*Exercise instructions*:
• a. In the post on church revitalization, in what city is the writer currently working to plant churches?
• b. Say whether each statement agrees with the post on church revitalization, and quote the words of the post that decide it: (i) The writer was called into ministry in their 20s. (ii) The writer's home church is now in revitalization. (iii) The writer has been part of two successful church plants.
• c. Extend the post on church revitalization, picking up right after its final sentence.

*Extract to read*:

——

10 reasons to consider church revitalization — even over church planting

March 16th, 2015

I meet with young church planters frequently. I hope that continues. We had great experiences in two successful church plants and it’s certainly in my heart. Currently we are working to plant churches in Chicago. I love the energy of planting. We need lots of new churches.

In this season of my life, God has called me into revitalization. We are positioning an older, established church that was once in decline to grow again. And, it’s been amazing — and challenging — and rewarding — and hard.

God began to encourage my heart towards revitalization when I considered my home church — the one where I served in lay leadership until I was called into ministry late in my 30s. That church introduced me to Christ and helped me grow. I wouldn’t be in ministry today without them.

But that church has seen better days. (Thankfully they are in revitalization now and a friend of mine pastors there.) What will become of the established church? That was a burning question on my heart and God lined my heart up with a church in need of revitalization.

——

*Entries shown*:
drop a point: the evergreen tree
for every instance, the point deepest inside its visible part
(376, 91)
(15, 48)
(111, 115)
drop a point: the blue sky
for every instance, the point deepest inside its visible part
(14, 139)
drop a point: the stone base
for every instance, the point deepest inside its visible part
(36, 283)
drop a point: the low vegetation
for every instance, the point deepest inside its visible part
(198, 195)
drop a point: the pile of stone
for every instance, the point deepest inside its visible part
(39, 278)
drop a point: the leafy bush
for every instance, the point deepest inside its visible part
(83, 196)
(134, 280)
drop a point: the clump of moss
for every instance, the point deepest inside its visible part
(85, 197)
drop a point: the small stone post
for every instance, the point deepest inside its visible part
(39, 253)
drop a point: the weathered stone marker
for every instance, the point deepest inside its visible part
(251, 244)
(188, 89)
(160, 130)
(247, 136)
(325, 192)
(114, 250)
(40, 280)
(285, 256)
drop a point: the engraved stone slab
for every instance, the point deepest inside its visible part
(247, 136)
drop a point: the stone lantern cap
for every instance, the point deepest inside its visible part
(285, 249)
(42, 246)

——

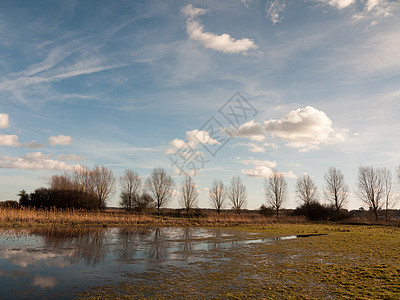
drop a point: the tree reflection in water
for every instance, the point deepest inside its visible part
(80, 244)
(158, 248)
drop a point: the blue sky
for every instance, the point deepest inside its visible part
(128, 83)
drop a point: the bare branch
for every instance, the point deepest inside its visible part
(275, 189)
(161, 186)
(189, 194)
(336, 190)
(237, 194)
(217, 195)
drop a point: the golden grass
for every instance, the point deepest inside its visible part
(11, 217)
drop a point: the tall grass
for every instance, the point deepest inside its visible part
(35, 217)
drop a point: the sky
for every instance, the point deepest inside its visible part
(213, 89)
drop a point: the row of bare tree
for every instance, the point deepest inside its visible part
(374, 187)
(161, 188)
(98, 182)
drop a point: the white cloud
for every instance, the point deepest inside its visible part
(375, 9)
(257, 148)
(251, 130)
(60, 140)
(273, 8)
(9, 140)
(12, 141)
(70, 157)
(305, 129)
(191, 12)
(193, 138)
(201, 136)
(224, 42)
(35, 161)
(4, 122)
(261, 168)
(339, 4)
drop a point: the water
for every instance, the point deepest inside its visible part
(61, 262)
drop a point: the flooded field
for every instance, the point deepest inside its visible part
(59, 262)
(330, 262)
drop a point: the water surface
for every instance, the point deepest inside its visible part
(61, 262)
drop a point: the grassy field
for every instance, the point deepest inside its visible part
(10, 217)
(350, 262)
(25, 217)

——

*Answers to the problems*:
• a. Chicago.

• b.
(i) No: "until I was called into ministry late in my 30s."
(ii) Yes: "Thankfully they are in revitalization now and a friend of mine pastors there."
(iii) Yes: "We had great experiences in two successful church plants."

• c.
Now, after the experience of the last few years, when I meet with church planters, I often encourage them to consider church revitalization. I realize church revitalization doesn’t have all the attraction of church planting. I left behind my skinny jeans to enter church revitalization. And all God’s people said amen. But, here’s the thing: The attraction in church revitalization is in the mission. And that’s hopefully the same reason anyone enters church planting.

Here are 10 reasons to consider church revitalization — even over church planting:

You love the thought of restoring history. Our church is over 100 years old. Wouldn’t it be a shame to see that history come to an end if we can't reverse the decline?

You are ready to go to work now. There are far more opportunities in church revitalization. I read that nearly 90% of established churches are in decline or plateaued. There’s work to be done immediately.

You like having an established base of financial support. The good thing about many established churches is that they have loyal supporters. Sometimes those are the ones holding out until the doors are closed — they never want to change — but many times those people are just waiting for leadership to take them somewhere better than where they are today.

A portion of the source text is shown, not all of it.